-- Assignment --
Reproduce each entry below exactly as it appears.

-- Record excerpts --
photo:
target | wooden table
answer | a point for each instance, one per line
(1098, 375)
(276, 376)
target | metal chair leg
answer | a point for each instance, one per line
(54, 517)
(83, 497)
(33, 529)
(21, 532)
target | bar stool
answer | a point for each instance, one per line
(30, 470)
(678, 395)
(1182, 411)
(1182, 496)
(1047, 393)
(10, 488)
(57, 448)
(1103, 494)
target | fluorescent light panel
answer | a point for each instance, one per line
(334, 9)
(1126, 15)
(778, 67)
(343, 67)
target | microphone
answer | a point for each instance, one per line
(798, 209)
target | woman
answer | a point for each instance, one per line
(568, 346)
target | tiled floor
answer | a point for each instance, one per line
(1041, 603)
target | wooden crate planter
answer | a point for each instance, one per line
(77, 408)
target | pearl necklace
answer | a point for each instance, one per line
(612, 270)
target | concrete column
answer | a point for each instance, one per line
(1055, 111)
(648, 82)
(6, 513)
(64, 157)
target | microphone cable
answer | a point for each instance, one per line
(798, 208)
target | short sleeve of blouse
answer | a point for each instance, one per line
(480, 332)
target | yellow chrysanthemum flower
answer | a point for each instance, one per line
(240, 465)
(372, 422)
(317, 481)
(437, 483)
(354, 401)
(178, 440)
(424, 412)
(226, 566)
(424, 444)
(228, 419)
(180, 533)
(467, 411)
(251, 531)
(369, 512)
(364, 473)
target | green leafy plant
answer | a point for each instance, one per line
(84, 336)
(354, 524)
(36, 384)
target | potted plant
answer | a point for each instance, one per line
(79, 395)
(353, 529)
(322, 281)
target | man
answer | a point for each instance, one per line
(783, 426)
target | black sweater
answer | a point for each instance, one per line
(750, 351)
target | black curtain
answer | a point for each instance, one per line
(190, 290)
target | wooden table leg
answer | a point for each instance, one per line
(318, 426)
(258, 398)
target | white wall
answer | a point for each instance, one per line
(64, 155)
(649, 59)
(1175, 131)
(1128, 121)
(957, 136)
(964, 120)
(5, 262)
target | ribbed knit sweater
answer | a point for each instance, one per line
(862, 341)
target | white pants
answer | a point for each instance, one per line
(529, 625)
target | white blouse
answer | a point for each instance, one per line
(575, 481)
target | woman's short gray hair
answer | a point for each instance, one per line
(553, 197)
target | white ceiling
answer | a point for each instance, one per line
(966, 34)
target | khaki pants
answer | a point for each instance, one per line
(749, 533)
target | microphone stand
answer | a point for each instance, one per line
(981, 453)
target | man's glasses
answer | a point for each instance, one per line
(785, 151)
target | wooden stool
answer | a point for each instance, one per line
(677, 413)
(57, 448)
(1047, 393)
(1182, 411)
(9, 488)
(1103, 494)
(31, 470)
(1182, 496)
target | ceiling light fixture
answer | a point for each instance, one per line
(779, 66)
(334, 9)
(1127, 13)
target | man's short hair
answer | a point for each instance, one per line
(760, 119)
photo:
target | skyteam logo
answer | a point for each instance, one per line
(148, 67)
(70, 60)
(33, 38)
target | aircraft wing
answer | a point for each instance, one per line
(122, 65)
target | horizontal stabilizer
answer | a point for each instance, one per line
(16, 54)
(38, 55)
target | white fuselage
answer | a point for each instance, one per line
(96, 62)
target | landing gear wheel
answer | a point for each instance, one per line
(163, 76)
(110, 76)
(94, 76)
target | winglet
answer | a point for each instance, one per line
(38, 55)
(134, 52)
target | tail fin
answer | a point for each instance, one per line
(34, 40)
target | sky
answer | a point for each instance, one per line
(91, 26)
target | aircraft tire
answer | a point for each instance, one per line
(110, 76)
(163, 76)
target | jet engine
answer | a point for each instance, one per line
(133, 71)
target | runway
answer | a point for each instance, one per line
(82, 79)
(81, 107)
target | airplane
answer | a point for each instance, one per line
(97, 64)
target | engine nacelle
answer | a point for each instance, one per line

-- Solution to this task --
photo:
target | wooden table
answer | a point for each instance, one per line
(1098, 375)
(276, 376)
target | metal chair leg
answer | a point for each instance, one per line
(54, 517)
(83, 497)
(33, 529)
(21, 532)
target | bar stool
answer | a point for each instance, one per line
(30, 470)
(678, 395)
(1182, 411)
(1182, 496)
(1047, 393)
(10, 488)
(57, 448)
(1103, 494)
target | fluorescent light panel
answer | a point for each instance, one per line
(334, 9)
(1126, 15)
(778, 67)
(343, 67)
target | microphone
answer | a point for each instance, one per line
(798, 209)
target | woman
answer | a point for each instance, one per line
(568, 346)
target | tiled floor
answer | a point for each instance, one per line
(1041, 603)
target | wooden crate planter
answer | a point for each instance, one per line
(77, 408)
target | pearl necklace
answer | a point for each instance, one per line
(612, 270)
target | concrete column
answer | a point for each instance, one per line
(1055, 111)
(648, 82)
(6, 513)
(64, 157)
target | microphone cable
answer | a point for each instance, one per line
(798, 208)
target | short sleeve of blouse
answer | a point for each instance, one per line
(480, 332)
target | yellow chrysanthemum flower
answer | a point for each instance, one per line
(240, 465)
(372, 422)
(317, 481)
(437, 483)
(354, 401)
(178, 440)
(424, 412)
(226, 566)
(424, 444)
(228, 419)
(180, 533)
(467, 411)
(251, 531)
(369, 512)
(364, 473)
target | green leafy plant
answer | a point for each instance, one per line
(84, 336)
(354, 524)
(36, 384)
target | potted plant
answer | a point for each instance, one per line
(79, 395)
(353, 529)
(322, 281)
target | man
answer | a point for each instance, one per line
(783, 426)
target | black sweater
answer | a point for each instance, one per line
(750, 351)
target | black curtain
answer | a point for each instance, one per line
(190, 290)
target | wooden table leg
answer | a point for each instance, one per line
(318, 426)
(258, 398)
target | white wall
answer | a point for each instance, one per line
(64, 155)
(649, 59)
(1175, 131)
(1128, 121)
(957, 136)
(964, 120)
(5, 262)
target | ribbed knit sweater
answer | a point for each instance, one per line
(862, 341)
target | white pants
answer | a point for each instance, one per line
(529, 625)
target | white blouse
answer | a point for each instance, one per line
(575, 481)
target | woman's short gray hair
answer | a point for each instance, one per line
(553, 197)
target | white ceiling
answer | a point for each instance, one per line
(966, 34)
target | khaki pants
answer | a point for each instance, one per line
(749, 533)
target | microphone stand
answer | a point for each instance, one per line
(981, 453)
target | man's glasses
answer | a point for each instance, one per line
(785, 151)
target | wooden stool
answer | a point for each instance, one per line
(677, 413)
(57, 448)
(1047, 393)
(1182, 411)
(9, 488)
(1103, 494)
(31, 470)
(1182, 496)
target | ceiling light fixture
answer | a point for each instance, one per line
(779, 66)
(334, 9)
(1127, 13)
target | man's short hair
answer | a point for each instance, one per line
(760, 119)
photo:
target | skyteam logo
answer | a point for each instance, one per line
(148, 67)
(70, 60)
(33, 38)
target | aircraft wing
answer | a point for each instance, one per line
(122, 65)
target | horizontal stabilizer
answer | a point for each instance, one per line
(16, 54)
(38, 55)
target | white fuselage
answer | a point for each instance, one per line
(96, 62)
target | landing gear wheel
answer | a point for each instance, one per line
(163, 76)
(110, 76)
(94, 76)
target | winglet
answer | a point for each instance, one per line
(38, 55)
(134, 52)
target | tail fin
answer | a point for each instance, one per line
(34, 40)
target | sky
answer | a point for each instance, one per line
(91, 26)
target | aircraft tire
answer | a point for each instance, one per line
(110, 76)
(163, 76)
target | jet engine
answer | a point for each instance, one per line
(133, 71)
target | runway
answer | a point for each instance, one per line
(82, 79)
(81, 107)
target | airplane
answer | a point for each instance, one per line
(97, 64)
target | engine nacelle
answer | a point for each instance, one per line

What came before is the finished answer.